### TASK TO CARRY OUT
Repeat the data in full. Drop every picture.

### DATASET
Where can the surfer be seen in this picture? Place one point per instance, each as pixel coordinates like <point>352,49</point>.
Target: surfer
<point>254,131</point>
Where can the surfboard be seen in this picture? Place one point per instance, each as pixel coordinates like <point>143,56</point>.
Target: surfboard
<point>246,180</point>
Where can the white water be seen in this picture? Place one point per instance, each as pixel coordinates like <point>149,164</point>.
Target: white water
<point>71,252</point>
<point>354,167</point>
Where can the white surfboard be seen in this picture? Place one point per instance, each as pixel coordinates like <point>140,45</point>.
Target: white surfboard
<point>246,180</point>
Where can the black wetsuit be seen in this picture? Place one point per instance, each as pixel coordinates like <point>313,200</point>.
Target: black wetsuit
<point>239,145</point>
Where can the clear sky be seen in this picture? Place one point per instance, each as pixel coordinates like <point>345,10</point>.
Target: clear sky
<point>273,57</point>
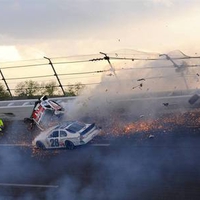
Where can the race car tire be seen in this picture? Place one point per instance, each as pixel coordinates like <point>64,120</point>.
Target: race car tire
<point>40,145</point>
<point>69,145</point>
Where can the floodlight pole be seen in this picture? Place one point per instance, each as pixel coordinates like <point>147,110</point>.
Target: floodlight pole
<point>56,75</point>
<point>3,78</point>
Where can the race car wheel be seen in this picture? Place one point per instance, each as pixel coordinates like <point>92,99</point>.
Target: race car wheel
<point>40,145</point>
<point>69,145</point>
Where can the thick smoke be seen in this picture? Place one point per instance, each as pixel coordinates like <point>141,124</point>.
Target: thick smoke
<point>126,170</point>
<point>132,88</point>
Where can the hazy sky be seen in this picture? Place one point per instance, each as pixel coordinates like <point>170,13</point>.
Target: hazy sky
<point>32,29</point>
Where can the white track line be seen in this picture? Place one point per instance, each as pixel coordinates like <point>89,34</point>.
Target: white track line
<point>28,185</point>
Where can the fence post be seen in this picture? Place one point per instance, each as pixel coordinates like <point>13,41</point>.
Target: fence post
<point>55,74</point>
<point>3,78</point>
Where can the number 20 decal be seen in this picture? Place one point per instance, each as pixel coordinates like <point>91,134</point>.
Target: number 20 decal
<point>54,143</point>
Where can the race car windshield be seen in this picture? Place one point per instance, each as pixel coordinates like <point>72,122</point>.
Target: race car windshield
<point>75,127</point>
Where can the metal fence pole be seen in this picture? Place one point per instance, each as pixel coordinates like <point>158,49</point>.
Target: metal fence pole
<point>56,75</point>
<point>3,78</point>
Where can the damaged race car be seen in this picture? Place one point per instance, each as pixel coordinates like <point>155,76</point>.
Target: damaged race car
<point>67,135</point>
<point>46,113</point>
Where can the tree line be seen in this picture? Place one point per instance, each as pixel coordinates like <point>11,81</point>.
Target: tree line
<point>31,89</point>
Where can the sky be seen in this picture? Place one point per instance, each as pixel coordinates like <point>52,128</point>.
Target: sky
<point>31,29</point>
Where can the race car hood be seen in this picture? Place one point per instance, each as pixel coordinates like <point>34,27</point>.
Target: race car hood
<point>43,135</point>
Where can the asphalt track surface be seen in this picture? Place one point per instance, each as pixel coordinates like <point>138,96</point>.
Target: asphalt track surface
<point>127,166</point>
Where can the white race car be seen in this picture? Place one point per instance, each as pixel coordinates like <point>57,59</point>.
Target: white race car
<point>67,135</point>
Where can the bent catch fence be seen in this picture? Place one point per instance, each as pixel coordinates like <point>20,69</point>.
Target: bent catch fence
<point>123,69</point>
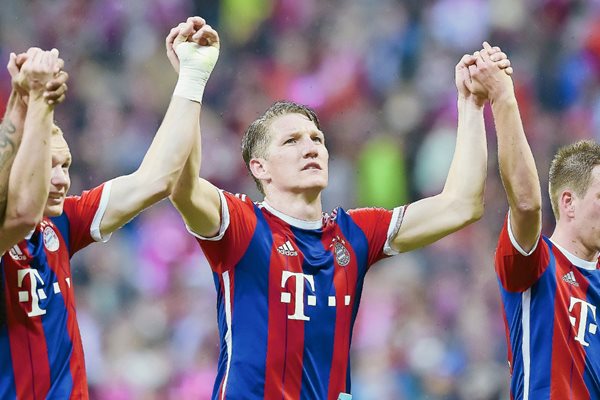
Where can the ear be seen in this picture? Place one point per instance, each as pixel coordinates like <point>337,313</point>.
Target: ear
<point>566,204</point>
<point>258,167</point>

### YOUR RESPONSE
Where can the surfer be seen in this picture? Place one point per instance, each as pixel coordinates like <point>352,49</point>.
Target: surfer
<point>254,131</point>
Where can the surfboard be seen in this picture? Place one point per instance, each as pixel coordinates like <point>143,56</point>.
Target: surfboard
<point>246,180</point>
Where can the white water be seen in this picture? Place one point per instance, each as pixel coordinates like <point>149,164</point>.
Target: white water
<point>71,252</point>
<point>354,167</point>
Where can the white surfboard be seen in this picture? Place one point per instance, each as pixel coordinates like <point>140,45</point>.
Target: white surfboard
<point>246,180</point>
Where can the black wetsuit be seen in this picture? Place one point per instance, each as pixel coordinates like <point>313,200</point>.
Target: black wetsuit
<point>239,145</point>
Where can the clear sky be seen in this picture? Place one point per instance, each as pixel coordinates like <point>345,10</point>.
Target: clear sky
<point>273,57</point>
Where can the race car tire be seen in this picture? Place one point per instance, each as pixel coordinates like <point>64,120</point>.
Target: race car tire
<point>40,145</point>
<point>69,145</point>
Where can the floodlight pole be seen in this picture? Place one point per instance, each as pixel coordinates like <point>147,110</point>.
Target: floodlight pole
<point>56,75</point>
<point>3,78</point>
Where can the race car wheel be seen in this picture? Place one point per instance, each as pixel coordinates like <point>92,99</point>.
Target: race car wheel
<point>40,145</point>
<point>69,145</point>
Where can the thick smoke be seen in this picture? Place one point per instance, each as pixel coordinates like <point>141,124</point>.
Target: thick smoke
<point>126,170</point>
<point>132,88</point>
Where can the hazy sky be seen in this picture? Place one point per instance, each as pixel coordinates like <point>170,13</point>.
Target: hazy sky
<point>32,29</point>
Where can the white track line be seen in this picture? Place one point per instance, each as pixel coordinates like <point>89,34</point>.
Target: white track line
<point>28,185</point>
Where can the fence post be seen in this picture? Place one point per instance, each as pixel coordinates like <point>13,41</point>.
Target: fence post
<point>55,74</point>
<point>3,78</point>
Where can the number 20 decal be seen in this picture? Place one point per instance, each as pixel coordinates like <point>91,134</point>.
Target: number 20 decal
<point>54,143</point>
Where can the race car windshield be seen in this picture? Place one point per instance, each as pixel coordinates like <point>72,122</point>.
Target: race car windshield
<point>75,127</point>
Where can the metal fence pole be seen in this picture? Place one point per instance, each as pixel coordinates like <point>158,49</point>.
Target: metal fence pole
<point>56,75</point>
<point>3,78</point>
Where can the damaged race car be seen in this picture? Place one point per instance, each as pixel coordinates like <point>155,76</point>.
Target: damaged race car
<point>67,135</point>
<point>46,113</point>
Where can the tree line be seen in this picture? Place one point per instance, each as pixel coordinates like <point>11,81</point>.
Target: tree line
<point>31,89</point>
Where can the sky be seen in this picture? Place one point per instance, each as pixel coordinates like <point>52,128</point>.
Target: sky
<point>31,29</point>
Where can the race car hood be seen in this picture? Place one point per instance, each as pixel coordinates like <point>34,27</point>.
Target: race car hood
<point>43,135</point>
Where can the asphalt track surface be seen in this picture? Place one point per instance, each as pixel coordinates like <point>138,96</point>.
Target: asphalt track surface
<point>127,166</point>
Where can the white race car be seen in this picture? Place one point per instance, each as pixel coordinates like <point>57,59</point>.
Target: white race car
<point>67,135</point>
Where can the bent catch fence be seen in this picture? Place one point per instance, each as pixel coordinates like <point>20,69</point>.
Target: bent catch fence
<point>123,69</point>
Where can the ear be seen in this picture? Place one point per instance, each as pixel coordinates like <point>337,313</point>.
Target: ear
<point>566,204</point>
<point>258,167</point>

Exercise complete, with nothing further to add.